**SUPPLIED RECORDS:**
--------------------

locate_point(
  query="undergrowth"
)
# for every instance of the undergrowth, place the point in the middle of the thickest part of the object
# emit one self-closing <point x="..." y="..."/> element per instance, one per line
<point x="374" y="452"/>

--------------------

Rewrite these rows with every "undergrowth" changed to "shrubbery" and nothing else altered.

**TASK RESULT:**
locate_point(
  query="shrubbery"
)
# for every instance of the shrubbery, place the point in the middle of the thickest part of the object
# emit one self-closing <point x="..." y="..."/> element per instance, one per line
<point x="374" y="452"/>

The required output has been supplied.